Sepik
- Full name: Sepik Wewak Football Club
- Founded: 2008; 18 years ago
- League: Papua New Guinea National Soccer League

= Sepik F.C. =

Sepik FC, sometimes referred to as East Sepik FC, was a association football club based in Wewak, Papua New Guinea, founded in 2008 shortly before the start of the 2008–09 Papua New Guinea National Soccer League season.

The side took part in just one National Soccer League season, finishing 7th out of 8 teams, before failing to return the following season. The club's finest moment perhaps came on 22 November 2008, when they defeated Rapatona FC 1–0 away from home – Rapatona would go on to finish second in the championship later that season.

== History ==
The club came into existence shortly before the start of the 2008–09 Papua New Guinea National Soccer League season, when it was reported that the franchise behind the club required screening by the NSL board, to confirm details about the club's participation in the upcoming season. In October 2008, it was confirmed that the side had paid up their affiliation fees in full and were ready to start the season.

On 2 November 2008, the club secured their first ever National Soccer League victory, defeating Rapatona FC 1–0 thanks to a goal from Terence Bandi, and a string of impressive saves from Sepik goalkeeper Ronald Warisan, a performance which eventually earned him a move to the club he had just helped to defeat. Sepik would go on to secure a double over fellow newcomers Nabasa United, defeating them 3–0 away and 3–2 at home, but couldn't find any more victories, eventually finishing 7th out of eight side in their one and only season.

• TASK TO COMPLETE
Reproduce word for word the stretch of the Sepik F.C. article from "On 2 November" through "and only season.".

• ENTRIES
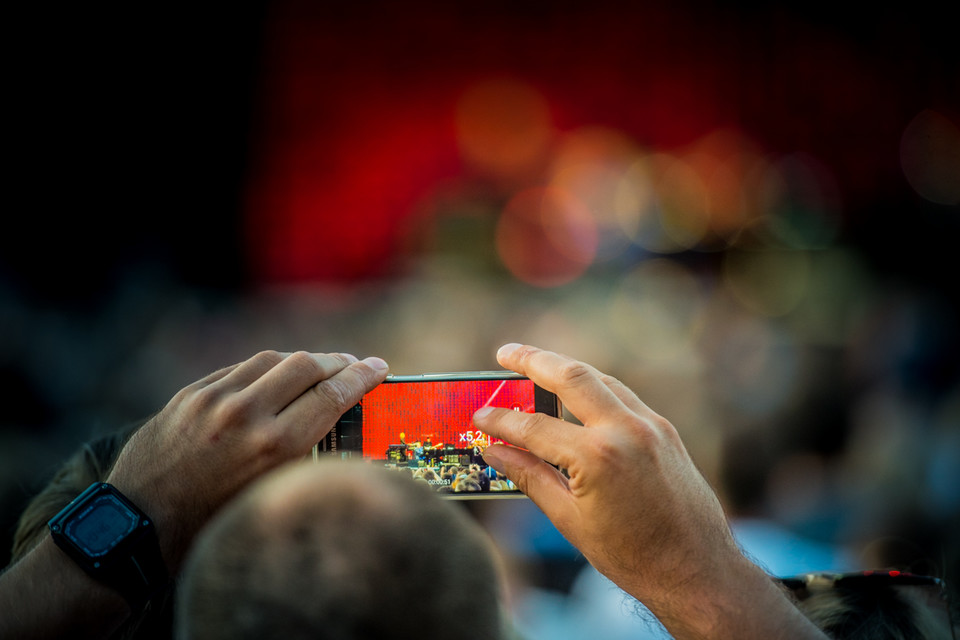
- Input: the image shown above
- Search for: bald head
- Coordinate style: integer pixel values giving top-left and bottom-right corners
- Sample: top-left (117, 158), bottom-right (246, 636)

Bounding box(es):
top-left (178, 462), bottom-right (501, 640)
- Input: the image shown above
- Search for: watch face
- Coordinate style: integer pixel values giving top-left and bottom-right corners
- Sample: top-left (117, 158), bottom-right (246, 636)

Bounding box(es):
top-left (63, 494), bottom-right (139, 557)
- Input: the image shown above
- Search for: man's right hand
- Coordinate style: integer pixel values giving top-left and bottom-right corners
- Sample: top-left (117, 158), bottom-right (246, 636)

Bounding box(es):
top-left (474, 344), bottom-right (824, 638)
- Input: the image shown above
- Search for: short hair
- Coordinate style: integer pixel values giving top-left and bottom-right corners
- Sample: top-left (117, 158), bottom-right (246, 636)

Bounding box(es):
top-left (786, 571), bottom-right (953, 640)
top-left (177, 461), bottom-right (504, 640)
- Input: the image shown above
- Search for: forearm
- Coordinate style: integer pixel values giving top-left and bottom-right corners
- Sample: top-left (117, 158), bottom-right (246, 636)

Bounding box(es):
top-left (0, 536), bottom-right (130, 638)
top-left (628, 556), bottom-right (827, 640)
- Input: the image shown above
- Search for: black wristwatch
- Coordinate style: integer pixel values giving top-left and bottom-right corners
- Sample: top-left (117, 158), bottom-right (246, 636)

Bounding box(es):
top-left (47, 482), bottom-right (169, 613)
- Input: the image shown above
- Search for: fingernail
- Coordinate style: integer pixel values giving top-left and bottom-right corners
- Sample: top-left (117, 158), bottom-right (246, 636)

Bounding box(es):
top-left (361, 356), bottom-right (390, 371)
top-left (497, 342), bottom-right (521, 358)
top-left (473, 407), bottom-right (493, 420)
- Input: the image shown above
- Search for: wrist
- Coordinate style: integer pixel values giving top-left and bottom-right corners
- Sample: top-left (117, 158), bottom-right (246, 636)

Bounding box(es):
top-left (48, 482), bottom-right (169, 613)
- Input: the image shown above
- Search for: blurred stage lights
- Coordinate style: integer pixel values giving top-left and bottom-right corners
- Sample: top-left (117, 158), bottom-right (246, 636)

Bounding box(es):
top-left (456, 77), bottom-right (553, 181)
top-left (496, 187), bottom-right (597, 287)
top-left (900, 109), bottom-right (960, 206)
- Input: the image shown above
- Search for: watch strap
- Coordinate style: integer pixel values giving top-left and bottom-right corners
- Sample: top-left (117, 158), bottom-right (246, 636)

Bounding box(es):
top-left (48, 482), bottom-right (169, 613)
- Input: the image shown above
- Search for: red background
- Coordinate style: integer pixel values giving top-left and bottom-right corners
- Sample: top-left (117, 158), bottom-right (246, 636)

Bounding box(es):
top-left (361, 380), bottom-right (534, 459)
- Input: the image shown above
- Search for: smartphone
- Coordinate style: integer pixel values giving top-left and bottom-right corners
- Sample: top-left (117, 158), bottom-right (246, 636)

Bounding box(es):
top-left (313, 371), bottom-right (562, 498)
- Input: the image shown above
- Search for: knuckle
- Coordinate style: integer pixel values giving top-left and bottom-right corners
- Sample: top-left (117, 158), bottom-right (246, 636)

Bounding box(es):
top-left (286, 351), bottom-right (321, 376)
top-left (209, 394), bottom-right (255, 426)
top-left (557, 360), bottom-right (593, 388)
top-left (516, 413), bottom-right (548, 442)
top-left (251, 349), bottom-right (283, 367)
top-left (313, 378), bottom-right (355, 412)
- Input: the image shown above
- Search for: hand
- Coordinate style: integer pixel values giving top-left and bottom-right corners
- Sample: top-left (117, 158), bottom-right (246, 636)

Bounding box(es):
top-left (474, 344), bottom-right (823, 638)
top-left (107, 352), bottom-right (387, 573)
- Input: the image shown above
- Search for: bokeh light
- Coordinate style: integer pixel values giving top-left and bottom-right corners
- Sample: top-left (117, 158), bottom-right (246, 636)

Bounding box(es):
top-left (900, 109), bottom-right (960, 205)
top-left (456, 77), bottom-right (553, 185)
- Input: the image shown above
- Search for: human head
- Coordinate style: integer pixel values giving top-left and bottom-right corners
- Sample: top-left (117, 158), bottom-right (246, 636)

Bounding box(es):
top-left (783, 571), bottom-right (954, 640)
top-left (177, 462), bottom-right (510, 640)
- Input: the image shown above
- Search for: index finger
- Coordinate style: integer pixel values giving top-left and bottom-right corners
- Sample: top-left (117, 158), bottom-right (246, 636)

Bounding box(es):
top-left (497, 344), bottom-right (627, 426)
top-left (277, 358), bottom-right (388, 447)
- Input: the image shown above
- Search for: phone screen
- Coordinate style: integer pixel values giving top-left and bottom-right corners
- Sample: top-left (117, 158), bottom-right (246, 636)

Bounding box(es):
top-left (315, 372), bottom-right (560, 497)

• RESULT
On 2 November 2008, the club secured their first ever National Soccer League victory, defeating Rapatona FC 1–0 thanks to a goal from Terence Bandi, and a string of impressive saves from Sepik goalkeeper Ronald Warisan, a performance which eventually earned him a move to the club he had just helped to defeat. Sepik would go on to secure a double over fellow newcomers Nabasa United, defeating them 3–0 away and 3–2 at home, but couldn't find any more victories, eventually finishing 7th out of eight side in their one and only season.